══ Material for the task ══
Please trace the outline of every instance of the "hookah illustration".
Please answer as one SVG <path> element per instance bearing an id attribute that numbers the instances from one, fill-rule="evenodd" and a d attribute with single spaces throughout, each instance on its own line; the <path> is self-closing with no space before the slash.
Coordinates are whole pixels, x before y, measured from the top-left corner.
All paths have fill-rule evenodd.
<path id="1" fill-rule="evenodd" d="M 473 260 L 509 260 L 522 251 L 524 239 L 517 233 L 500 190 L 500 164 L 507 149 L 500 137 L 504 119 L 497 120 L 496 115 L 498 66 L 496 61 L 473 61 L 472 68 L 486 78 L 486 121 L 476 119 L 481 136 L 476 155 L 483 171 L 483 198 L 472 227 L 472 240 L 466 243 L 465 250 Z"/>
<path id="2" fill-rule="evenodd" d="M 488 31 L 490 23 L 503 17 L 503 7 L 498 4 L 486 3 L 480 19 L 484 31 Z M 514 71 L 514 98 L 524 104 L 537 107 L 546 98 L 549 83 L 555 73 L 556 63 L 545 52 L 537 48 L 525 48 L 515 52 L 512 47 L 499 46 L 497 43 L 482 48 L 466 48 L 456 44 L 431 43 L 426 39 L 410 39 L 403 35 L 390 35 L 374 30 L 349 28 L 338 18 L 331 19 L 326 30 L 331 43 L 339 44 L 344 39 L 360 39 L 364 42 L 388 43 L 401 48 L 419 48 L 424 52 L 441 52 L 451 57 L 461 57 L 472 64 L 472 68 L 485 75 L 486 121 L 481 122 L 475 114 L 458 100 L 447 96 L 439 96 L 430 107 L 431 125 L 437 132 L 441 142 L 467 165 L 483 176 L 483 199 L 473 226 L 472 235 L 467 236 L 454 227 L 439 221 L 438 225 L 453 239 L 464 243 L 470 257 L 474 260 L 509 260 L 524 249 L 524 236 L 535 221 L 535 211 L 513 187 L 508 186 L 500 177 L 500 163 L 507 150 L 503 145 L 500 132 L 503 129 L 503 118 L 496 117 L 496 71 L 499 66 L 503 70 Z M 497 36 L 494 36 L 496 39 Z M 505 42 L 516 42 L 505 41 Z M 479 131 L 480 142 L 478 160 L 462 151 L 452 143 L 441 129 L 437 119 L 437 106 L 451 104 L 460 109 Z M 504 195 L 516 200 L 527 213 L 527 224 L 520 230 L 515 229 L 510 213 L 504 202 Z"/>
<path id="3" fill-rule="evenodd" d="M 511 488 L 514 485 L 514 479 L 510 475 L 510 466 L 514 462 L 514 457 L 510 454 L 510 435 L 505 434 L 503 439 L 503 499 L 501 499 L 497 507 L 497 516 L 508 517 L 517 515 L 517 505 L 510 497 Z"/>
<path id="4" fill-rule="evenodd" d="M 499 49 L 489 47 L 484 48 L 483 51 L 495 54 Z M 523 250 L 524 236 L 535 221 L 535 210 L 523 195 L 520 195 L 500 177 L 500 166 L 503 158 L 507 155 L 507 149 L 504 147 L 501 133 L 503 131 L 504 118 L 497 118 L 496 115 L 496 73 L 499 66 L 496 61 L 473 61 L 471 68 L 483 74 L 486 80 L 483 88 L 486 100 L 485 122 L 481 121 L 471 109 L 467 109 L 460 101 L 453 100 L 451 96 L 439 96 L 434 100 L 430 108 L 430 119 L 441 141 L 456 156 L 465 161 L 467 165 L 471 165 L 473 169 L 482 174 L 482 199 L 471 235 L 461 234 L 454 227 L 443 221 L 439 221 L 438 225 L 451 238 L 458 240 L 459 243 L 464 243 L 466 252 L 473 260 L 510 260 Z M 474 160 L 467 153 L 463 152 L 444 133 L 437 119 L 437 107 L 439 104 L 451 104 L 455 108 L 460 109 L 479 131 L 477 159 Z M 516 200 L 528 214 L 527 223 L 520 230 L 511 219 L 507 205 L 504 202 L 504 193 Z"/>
═══
Would you please return all lines of the data that include the word "instance"?

Please trace the outline of every instance of the "hookah illustration".
Please answer as one SVG <path> element per instance bearing an id attribute that numbers the instances from one, fill-rule="evenodd" and a d attribute with single spaces throughout, each instance on its own line; the <path> is self-closing with no space before the slash.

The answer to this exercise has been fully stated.